Raden Pandji Chandra Pratomo Samiadji Massaid (August 7, 1967 – February 5, 2011), also known as Adjie Massaid, was an Indonesian actor, model, and politician. He was a member of the House of Representatives (Dewan Perwakilan Rakyat) in 2004–2009 and 2009–2014 from the Democratic Party.

Early life and career 
Adjie Massaid was born in Jakarta, the second of the four children of Raden Pandji Sujono Tjondro Adiningrat and Joyce Broers. He was of Javanese-Madurese-Dutch descent. Adjie spent his childhood in Rawamangun, East Jakarta. In 1975, when he was in the 4th grade of elementary school, he and his family moved to the Netherlands. During his adolescence, he joined Ajax Amsterdam Juniors.

Adjie started his career as a catwalk model. His first screen appearance was in Garin Nugroho's 1991 film Cinta Dalam Sepotong Roti (Love In a Piece of Bread).

Political career 
Adjie began his career in politics by joining the Democratic Party, led by Susilo Bambang Yudhoyono, in 2004. With the Democrat Party victory in 2004 election, Adjie was chosen to be the member of the House of Representatives (DPR) for the Democratic Party. In the second period of Yudhoyono's government, he was chosen for the second time as a member of Komisi V DPR 2009–2014. Besides being active as a politician, Adjie was also the U–23 national pre-Olympics soccer team manager.

============================================================

(STATED GOAL): Continue the biography of Adjie Massaid from the point where it stops.

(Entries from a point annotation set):
============================================================

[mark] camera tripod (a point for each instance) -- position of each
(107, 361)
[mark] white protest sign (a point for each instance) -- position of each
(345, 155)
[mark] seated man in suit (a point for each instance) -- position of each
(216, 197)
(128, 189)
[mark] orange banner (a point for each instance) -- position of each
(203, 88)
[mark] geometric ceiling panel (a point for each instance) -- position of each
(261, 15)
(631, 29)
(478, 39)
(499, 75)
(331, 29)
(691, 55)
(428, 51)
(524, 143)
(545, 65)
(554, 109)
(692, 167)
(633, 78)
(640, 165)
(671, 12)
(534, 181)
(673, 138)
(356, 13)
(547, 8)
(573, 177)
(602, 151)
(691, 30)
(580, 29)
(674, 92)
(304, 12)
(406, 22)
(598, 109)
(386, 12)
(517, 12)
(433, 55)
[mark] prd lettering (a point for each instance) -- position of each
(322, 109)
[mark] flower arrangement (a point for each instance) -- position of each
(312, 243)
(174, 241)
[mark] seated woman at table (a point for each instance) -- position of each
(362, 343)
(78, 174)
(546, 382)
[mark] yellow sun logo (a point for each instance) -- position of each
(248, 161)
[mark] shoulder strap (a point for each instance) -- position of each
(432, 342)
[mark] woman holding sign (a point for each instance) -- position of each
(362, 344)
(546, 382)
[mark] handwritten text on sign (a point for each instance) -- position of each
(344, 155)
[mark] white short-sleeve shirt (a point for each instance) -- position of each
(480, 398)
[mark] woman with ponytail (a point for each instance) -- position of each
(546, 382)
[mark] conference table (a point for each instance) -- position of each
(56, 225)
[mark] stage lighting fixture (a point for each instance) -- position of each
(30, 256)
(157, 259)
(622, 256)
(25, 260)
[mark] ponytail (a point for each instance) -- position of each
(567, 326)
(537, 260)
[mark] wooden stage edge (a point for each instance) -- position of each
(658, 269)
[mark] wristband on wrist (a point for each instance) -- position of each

============================================================

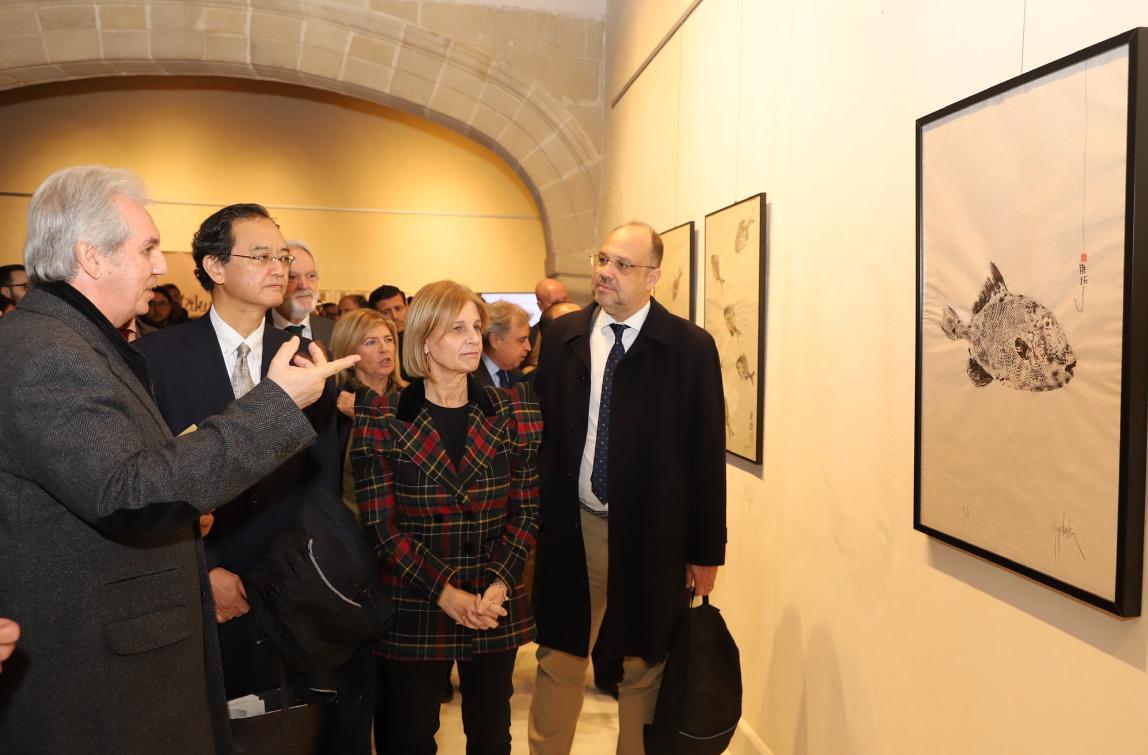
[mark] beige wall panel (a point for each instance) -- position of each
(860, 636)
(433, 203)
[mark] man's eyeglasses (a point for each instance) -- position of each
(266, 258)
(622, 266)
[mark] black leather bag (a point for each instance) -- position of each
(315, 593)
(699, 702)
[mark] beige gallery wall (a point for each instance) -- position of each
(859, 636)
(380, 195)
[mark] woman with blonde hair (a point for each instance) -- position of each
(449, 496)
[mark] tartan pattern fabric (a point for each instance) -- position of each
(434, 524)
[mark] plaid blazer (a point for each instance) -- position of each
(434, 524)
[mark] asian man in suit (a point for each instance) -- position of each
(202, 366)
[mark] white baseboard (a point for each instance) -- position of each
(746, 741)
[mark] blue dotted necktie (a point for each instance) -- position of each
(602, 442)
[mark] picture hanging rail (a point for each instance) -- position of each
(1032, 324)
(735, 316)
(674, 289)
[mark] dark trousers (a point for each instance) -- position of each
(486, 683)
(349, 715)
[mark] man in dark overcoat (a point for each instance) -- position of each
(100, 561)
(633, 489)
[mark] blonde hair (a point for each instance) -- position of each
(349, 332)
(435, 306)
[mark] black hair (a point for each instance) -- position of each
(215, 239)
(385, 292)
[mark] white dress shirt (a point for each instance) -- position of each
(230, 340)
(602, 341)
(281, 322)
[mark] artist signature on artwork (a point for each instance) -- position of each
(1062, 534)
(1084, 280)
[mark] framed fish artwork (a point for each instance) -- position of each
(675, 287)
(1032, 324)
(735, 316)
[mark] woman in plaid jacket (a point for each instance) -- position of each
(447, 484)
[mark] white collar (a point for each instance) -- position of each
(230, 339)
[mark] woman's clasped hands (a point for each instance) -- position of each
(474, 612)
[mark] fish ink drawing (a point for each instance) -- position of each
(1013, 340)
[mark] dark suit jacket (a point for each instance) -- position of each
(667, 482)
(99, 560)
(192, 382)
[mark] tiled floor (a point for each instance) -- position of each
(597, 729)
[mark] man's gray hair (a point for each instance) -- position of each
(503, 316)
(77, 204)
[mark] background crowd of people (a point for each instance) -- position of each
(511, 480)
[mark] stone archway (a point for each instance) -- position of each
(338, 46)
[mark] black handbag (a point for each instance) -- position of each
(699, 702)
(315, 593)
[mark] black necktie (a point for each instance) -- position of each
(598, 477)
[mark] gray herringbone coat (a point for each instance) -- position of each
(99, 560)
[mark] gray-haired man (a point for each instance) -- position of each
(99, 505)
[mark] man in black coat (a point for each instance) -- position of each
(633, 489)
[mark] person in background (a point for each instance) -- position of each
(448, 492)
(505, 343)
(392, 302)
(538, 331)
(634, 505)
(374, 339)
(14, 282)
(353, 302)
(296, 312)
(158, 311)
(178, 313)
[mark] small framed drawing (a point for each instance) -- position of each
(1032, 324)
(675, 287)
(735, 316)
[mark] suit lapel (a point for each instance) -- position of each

============================================================

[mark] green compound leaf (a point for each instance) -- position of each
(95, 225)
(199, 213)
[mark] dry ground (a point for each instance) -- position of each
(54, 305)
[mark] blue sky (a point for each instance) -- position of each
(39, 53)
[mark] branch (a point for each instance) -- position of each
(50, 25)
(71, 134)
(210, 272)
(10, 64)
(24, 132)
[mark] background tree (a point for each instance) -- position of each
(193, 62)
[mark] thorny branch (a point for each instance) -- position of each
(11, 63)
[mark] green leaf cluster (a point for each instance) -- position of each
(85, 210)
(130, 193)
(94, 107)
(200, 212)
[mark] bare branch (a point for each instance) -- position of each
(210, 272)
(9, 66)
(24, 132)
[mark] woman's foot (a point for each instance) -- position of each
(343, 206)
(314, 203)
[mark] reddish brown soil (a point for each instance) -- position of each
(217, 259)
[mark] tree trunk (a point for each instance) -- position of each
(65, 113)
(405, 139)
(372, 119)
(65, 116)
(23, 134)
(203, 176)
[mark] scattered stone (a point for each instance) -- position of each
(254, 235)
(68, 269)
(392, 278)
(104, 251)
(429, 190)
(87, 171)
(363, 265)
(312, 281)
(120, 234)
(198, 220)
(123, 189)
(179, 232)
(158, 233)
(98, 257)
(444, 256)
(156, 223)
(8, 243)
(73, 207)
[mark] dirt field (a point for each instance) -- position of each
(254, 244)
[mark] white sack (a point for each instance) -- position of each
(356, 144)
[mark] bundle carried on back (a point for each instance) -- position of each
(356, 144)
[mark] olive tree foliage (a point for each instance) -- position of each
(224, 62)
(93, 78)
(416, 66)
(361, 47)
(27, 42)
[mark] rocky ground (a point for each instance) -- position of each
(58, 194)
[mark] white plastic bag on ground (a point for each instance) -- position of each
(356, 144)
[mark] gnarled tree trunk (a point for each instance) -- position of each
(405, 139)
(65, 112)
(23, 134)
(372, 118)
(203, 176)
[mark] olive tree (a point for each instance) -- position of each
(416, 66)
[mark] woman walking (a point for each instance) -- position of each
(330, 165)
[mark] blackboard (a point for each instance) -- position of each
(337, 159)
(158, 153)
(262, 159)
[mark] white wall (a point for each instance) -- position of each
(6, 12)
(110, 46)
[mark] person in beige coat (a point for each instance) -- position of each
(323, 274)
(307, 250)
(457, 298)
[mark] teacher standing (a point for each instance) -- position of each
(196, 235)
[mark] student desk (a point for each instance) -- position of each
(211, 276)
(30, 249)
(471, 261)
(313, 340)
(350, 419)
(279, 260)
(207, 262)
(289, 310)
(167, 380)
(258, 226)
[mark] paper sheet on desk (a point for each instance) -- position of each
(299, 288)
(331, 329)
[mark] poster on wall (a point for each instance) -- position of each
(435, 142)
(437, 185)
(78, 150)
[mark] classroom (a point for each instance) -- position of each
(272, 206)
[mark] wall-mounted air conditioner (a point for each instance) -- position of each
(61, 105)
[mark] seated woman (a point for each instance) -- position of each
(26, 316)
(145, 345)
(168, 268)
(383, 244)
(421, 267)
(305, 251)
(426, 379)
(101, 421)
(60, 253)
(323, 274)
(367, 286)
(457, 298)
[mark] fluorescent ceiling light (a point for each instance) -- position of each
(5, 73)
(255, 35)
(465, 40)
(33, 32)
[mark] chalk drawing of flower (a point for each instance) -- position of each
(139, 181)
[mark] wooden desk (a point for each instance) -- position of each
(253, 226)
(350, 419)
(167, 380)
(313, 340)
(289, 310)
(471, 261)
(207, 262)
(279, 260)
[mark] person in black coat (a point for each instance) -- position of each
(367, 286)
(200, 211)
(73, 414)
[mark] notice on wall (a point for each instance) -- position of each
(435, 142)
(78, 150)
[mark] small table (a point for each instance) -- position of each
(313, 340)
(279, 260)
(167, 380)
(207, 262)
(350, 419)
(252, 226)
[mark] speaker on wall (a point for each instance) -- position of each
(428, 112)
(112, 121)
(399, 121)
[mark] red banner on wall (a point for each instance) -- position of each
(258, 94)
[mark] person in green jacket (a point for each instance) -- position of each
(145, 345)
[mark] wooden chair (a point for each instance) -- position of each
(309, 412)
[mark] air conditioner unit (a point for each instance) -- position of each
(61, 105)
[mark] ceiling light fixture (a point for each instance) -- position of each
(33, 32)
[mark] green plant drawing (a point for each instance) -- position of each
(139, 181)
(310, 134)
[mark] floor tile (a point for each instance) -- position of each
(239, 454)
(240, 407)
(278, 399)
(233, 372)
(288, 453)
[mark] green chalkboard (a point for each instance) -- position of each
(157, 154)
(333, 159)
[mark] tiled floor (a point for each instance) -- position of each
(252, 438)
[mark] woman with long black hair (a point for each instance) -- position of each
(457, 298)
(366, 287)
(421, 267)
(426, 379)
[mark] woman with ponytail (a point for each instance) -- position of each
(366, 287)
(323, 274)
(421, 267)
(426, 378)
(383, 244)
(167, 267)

============================================================

(EXERCISE OUTPUT):
Personal life
Adjie married the singer Reza Artamevia on 9 February 1999. From this marriage, they had 2 children, named Zahwa and Aaliyah. They divorced on 17 January 2005, Adjie regained custody of his two children. Adjie built a relationship with Angelina Sondakh and they got married on 29 April 2009. They had one child named Keanu Dluha Jabaar Massaid, born on 9 September 2009.

Both girls now are living with their mothers.

Adjie Massaid died in Jakarta on Friday, 5 February 2011, at around 12 am. He is buried at Jeruk Purut Cemetery in South Jakarta

Filmography 
 "Cinta Dalam Sepotong Roti" (1990)
 "Rini Tomboy" (1991)
 "Asmara" (1992)
 "Pengantin Cinta" (2010)

Soap opera 
 "Buku Harian I"
 "Buku Harian II"
 "Buku Harian III"
 "Janji Hati"
 "Merah Hitam Cinta"
 "Mahligai Diatas Pasir"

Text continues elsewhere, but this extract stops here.